SUPPLIED MATERIAL:
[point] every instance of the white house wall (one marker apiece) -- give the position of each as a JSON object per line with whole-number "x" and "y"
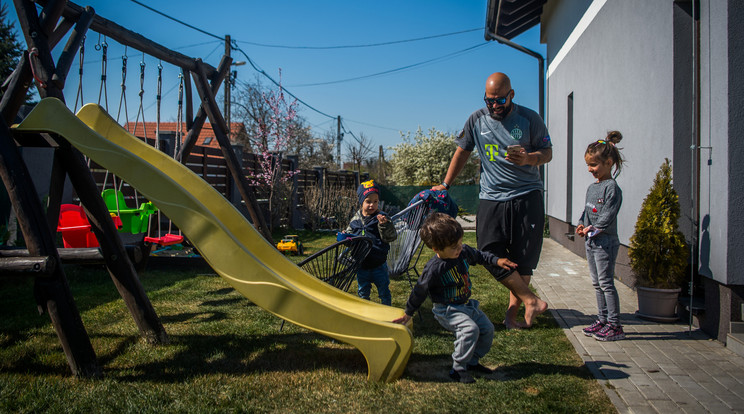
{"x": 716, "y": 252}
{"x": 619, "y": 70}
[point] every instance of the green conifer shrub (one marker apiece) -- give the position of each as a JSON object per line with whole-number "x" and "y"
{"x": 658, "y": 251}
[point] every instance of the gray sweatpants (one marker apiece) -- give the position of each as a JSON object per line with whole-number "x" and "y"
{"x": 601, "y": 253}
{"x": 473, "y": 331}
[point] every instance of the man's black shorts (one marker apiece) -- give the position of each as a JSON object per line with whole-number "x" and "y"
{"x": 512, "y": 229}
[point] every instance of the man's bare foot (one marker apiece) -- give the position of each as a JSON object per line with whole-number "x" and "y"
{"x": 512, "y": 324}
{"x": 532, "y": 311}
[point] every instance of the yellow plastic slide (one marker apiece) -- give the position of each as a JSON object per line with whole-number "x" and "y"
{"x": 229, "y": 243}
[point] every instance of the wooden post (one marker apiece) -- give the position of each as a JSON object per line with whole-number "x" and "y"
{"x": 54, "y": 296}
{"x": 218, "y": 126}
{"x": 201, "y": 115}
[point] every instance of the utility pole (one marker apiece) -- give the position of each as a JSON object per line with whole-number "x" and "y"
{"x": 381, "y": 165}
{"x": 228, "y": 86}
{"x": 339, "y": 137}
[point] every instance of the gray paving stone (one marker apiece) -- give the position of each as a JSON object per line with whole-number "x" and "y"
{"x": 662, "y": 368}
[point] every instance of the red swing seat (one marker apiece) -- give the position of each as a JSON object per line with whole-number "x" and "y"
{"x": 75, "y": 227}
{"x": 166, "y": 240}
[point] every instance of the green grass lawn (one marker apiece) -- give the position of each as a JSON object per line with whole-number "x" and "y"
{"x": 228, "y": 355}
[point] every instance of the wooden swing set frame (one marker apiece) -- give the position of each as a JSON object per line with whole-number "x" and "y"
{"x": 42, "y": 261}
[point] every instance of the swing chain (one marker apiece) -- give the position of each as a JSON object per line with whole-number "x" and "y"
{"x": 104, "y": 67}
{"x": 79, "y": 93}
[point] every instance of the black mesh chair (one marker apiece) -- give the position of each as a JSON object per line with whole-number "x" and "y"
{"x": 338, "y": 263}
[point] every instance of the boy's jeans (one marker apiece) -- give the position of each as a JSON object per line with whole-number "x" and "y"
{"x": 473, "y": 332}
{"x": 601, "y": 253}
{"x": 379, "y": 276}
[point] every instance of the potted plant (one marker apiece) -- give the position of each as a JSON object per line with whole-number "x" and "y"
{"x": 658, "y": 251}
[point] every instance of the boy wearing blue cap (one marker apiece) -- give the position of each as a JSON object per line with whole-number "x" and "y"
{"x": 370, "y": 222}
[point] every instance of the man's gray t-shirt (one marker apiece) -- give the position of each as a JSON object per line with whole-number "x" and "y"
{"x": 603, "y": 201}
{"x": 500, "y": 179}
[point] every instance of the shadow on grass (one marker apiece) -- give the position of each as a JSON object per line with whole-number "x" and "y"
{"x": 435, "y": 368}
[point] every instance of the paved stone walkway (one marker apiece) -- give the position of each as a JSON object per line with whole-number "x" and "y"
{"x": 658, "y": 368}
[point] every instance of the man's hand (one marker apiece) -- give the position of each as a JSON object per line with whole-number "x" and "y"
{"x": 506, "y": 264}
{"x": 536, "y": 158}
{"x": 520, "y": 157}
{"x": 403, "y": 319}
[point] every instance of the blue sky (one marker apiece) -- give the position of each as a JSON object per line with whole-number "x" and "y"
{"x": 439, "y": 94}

SET EXERCISE: Transcribe, word for word, every line from the one containing "[point] every instance of the boy's" through the final line of the entries, and nothing else.

OUTPUT FOR THIS TASK:
[point] every instance of the boy's jeans (one marker apiece) -- give the position of each as a JSON object per line with whole-number "x" and "y"
{"x": 473, "y": 332}
{"x": 601, "y": 253}
{"x": 379, "y": 276}
[point] every instance of the potted plant (one marker apiece) -- give the position of each as a JSON object per line with whole-number "x" and "y"
{"x": 658, "y": 251}
[point] every instance of the boy wearing blue cap (one marker apiece) -- give the position of each as a JSON object per line with whole-number "x" and "y"
{"x": 370, "y": 222}
[point] every instance of the man's gray t-shirt (one marker apiece) -- give the position of each as a JSON object per line with whole-number "x" and "y"
{"x": 603, "y": 201}
{"x": 500, "y": 179}
[point] every instance of the shadow on grass (one marker apiece) -- give the position of each as a JSON object per line with whole-number "x" and "y"
{"x": 435, "y": 368}
[point] every instance of the paved stone walkway (one marker apiece) -- give the position of each as a JSON object per line with whole-number "x" and "y"
{"x": 658, "y": 368}
[point] every instance of the man's hand (one marker apiece) -- give the position of each as a JSON object per line with whole-number "x" and "y"
{"x": 506, "y": 264}
{"x": 536, "y": 158}
{"x": 520, "y": 157}
{"x": 403, "y": 319}
[point] every instance of the blue sky (one marker apiece) -- give the position of each as a JSON object per line with whole-number "x" and "y"
{"x": 439, "y": 94}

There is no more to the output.